Task to complete | Take the line that contains "Please trace the outline of every instance of the bald" as the first line and the last line of the material below as the final one; reproduce exactly the lines between, inclusive.

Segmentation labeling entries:
□ □ □ □ □ □ □

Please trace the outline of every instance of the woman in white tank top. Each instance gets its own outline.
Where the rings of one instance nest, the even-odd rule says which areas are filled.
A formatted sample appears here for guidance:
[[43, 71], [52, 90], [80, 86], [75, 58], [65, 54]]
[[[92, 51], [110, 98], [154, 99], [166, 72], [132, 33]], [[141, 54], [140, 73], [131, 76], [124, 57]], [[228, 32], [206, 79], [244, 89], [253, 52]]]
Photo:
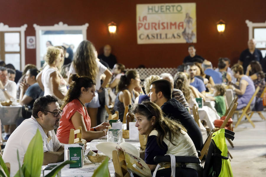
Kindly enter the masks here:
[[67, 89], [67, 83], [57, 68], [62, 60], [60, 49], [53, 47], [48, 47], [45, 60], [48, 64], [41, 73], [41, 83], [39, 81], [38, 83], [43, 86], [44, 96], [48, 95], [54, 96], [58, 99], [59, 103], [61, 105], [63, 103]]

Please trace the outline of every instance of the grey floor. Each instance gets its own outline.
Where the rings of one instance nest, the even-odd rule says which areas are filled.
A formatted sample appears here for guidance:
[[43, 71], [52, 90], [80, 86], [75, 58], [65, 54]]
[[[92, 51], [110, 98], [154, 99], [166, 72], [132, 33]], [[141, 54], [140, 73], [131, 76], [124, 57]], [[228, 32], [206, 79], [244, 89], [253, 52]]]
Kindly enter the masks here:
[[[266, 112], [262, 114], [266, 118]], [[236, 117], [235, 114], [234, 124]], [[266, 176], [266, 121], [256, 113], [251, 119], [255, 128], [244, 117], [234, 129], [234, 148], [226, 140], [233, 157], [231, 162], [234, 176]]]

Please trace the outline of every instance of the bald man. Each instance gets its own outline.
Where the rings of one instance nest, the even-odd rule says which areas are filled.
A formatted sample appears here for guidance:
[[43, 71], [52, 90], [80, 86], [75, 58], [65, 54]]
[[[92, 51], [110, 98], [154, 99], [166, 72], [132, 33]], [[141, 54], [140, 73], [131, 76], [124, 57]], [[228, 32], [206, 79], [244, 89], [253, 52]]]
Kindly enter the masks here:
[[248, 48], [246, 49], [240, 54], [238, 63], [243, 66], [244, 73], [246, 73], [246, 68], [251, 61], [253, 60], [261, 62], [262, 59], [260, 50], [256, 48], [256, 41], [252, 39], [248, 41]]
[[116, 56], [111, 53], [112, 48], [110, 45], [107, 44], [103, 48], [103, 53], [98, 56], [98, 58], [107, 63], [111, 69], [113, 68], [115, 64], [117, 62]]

□ □ □ □ □ □ □

Full output |
Please trace the outline of every instance of the bald man. Each instance gets its own outline.
Where the rings of one instance nest, the even-odd rule says which areas are filled.
A formatted sample appears here for guidance:
[[43, 71], [52, 90], [80, 86], [75, 58], [65, 54]]
[[[92, 51], [110, 98], [154, 99], [166, 72], [132, 33]], [[141, 54], [140, 73], [131, 76], [124, 57]], [[228, 32], [206, 79], [244, 89], [253, 52]]]
Kindly enter the masks here:
[[248, 48], [246, 49], [240, 54], [238, 63], [243, 66], [244, 73], [246, 73], [246, 68], [251, 61], [253, 60], [261, 62], [262, 59], [260, 50], [256, 48], [256, 41], [252, 39], [248, 41]]
[[116, 56], [111, 53], [112, 48], [110, 45], [107, 44], [103, 48], [103, 53], [98, 56], [98, 58], [107, 63], [111, 69], [113, 68], [115, 64], [117, 62]]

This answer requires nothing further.